Point annotation dataset records:
···

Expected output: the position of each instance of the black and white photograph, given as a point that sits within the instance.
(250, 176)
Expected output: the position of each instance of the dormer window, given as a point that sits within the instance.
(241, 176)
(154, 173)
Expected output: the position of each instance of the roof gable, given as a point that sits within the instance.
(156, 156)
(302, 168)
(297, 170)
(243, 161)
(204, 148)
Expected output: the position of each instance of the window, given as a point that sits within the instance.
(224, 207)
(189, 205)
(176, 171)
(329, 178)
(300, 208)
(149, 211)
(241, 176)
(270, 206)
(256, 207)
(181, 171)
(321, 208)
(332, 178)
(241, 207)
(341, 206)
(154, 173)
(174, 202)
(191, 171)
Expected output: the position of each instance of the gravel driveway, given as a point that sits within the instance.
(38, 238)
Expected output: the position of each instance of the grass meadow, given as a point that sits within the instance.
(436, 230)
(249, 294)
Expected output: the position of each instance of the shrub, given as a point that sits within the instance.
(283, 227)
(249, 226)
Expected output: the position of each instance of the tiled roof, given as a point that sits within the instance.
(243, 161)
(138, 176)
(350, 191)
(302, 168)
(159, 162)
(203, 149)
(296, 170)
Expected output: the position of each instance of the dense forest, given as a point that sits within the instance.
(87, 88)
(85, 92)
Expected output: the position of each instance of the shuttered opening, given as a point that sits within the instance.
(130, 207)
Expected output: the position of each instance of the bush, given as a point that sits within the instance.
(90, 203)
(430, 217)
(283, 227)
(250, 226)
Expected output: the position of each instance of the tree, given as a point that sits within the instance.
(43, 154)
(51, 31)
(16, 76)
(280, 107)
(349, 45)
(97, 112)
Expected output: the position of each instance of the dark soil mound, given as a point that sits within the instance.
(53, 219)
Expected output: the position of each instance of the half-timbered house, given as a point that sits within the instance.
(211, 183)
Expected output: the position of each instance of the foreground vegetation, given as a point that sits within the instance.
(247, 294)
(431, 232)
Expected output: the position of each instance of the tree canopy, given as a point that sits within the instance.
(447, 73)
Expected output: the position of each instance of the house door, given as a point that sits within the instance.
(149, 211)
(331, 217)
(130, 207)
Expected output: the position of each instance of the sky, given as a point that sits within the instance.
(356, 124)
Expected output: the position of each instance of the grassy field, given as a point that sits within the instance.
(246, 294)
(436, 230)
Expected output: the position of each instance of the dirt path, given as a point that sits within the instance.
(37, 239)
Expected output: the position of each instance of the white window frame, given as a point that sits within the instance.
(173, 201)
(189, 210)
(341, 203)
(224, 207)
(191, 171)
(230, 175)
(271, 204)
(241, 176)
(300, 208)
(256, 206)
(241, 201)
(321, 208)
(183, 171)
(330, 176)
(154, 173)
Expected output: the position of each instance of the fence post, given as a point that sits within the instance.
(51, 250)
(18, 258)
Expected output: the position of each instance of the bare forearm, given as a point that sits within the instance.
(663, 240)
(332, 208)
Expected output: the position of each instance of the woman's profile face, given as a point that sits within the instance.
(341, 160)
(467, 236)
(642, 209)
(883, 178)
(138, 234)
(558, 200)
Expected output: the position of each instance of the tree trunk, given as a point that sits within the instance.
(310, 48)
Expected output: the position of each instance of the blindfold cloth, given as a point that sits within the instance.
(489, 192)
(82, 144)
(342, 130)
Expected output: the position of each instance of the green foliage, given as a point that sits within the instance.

···

■ Challenge ■
Reproduce the listing above verbatim, from first line to last.

■ Solution to this exercise ■
Expected output: the position of each instance of the black and white photograph, given as a point that sits within the instance.
(250, 176)
Expected output: the position of each instance of the dormer window, given as a point that sits within the instance.
(241, 176)
(154, 173)
Expected output: the position of each instance of the roof gable, given as a point that sits within the instance.
(156, 156)
(302, 168)
(297, 170)
(243, 161)
(204, 148)
Expected output: the position of each instance of the window, given as a point that sits within the instance.
(224, 207)
(189, 205)
(176, 171)
(329, 178)
(300, 208)
(149, 211)
(241, 176)
(270, 206)
(256, 207)
(181, 171)
(321, 208)
(332, 178)
(241, 207)
(341, 206)
(154, 173)
(174, 202)
(191, 171)
Expected output: the position of each instance of the gravel driveway, given as a point that sits within the instance.
(38, 238)
Expected output: the position of each instance of the grass meadow, given as a point that sits within the instance.
(436, 230)
(249, 294)
Expected output: the position of each instance of the shrub, given as a point that sits within the instance.
(283, 227)
(249, 226)
Expected output: the position of each instance of the tiled roof, given as a point that sits within the instance.
(243, 161)
(138, 176)
(350, 191)
(302, 168)
(159, 162)
(203, 149)
(296, 170)
Expected output: the position of each instance of the dense forest, given as a point that sits within the instance.
(87, 88)
(85, 92)
Expected output: the position of each instance of the shuttered opening, given as a point that sits within the instance.
(130, 207)
Expected output: the position of each instance of the bush, given as a point that sits within the instance.
(90, 203)
(430, 217)
(283, 227)
(250, 226)
Expected output: the position of each instance of the tree, given as a point that sits within the instance.
(43, 154)
(51, 31)
(16, 76)
(280, 107)
(349, 45)
(97, 112)
Expected output: the position of each instance of the dark soil mound, given as a point that sits within the instance.
(53, 219)
Expected output: the position of each instance of the half-timbered house, given as a point that sits within the instance.
(211, 183)
Expected output: the position of each instance of the foreground vegetation, given as a point that sits within the instance.
(247, 294)
(431, 232)
Expected output: the position of each instance of the tree canopy, given as a point that sits within the instance.
(447, 73)
Expected output: the position of each instance of the house door, given as a point that sits within the instance.
(149, 211)
(331, 217)
(130, 207)
Expected output: the position of each instance of the sky, given as a point that sits within the instance.
(356, 124)
Expected output: the position of each instance of the grassy field, given as a point that sits within the instance.
(246, 294)
(436, 230)
Expected output: the position of each instance of the dirt path, given as a point that sits within the instance.
(37, 239)
Expected output: the position of each instance of the white window frame, given as a point that sits within the instance.
(173, 201)
(189, 210)
(341, 203)
(224, 207)
(191, 171)
(230, 175)
(271, 204)
(241, 176)
(300, 208)
(256, 206)
(241, 201)
(321, 208)
(183, 171)
(330, 176)
(154, 173)
Expected output: the position of each instance of the fence post, given as a point that sits within the instance.
(51, 250)
(18, 258)
Expected output: the position of each instance of the bare forearm, given as a point that sits within the instance.
(663, 240)
(332, 208)
Expected output: the position of each instance of the woman's profile face, given as a point that sits within the instance.
(341, 160)
(467, 236)
(642, 209)
(883, 178)
(138, 234)
(558, 200)
Expected output: the position of each instance of the tree trunk, given as a point that sits within the instance.
(310, 48)
Expected output: the position of each instance of the blindfold cloth, given as a point that sits within the instance.
(489, 192)
(82, 144)
(342, 130)
Expected output: the position of each instance of the green foliage, given as a point that sits within the instance.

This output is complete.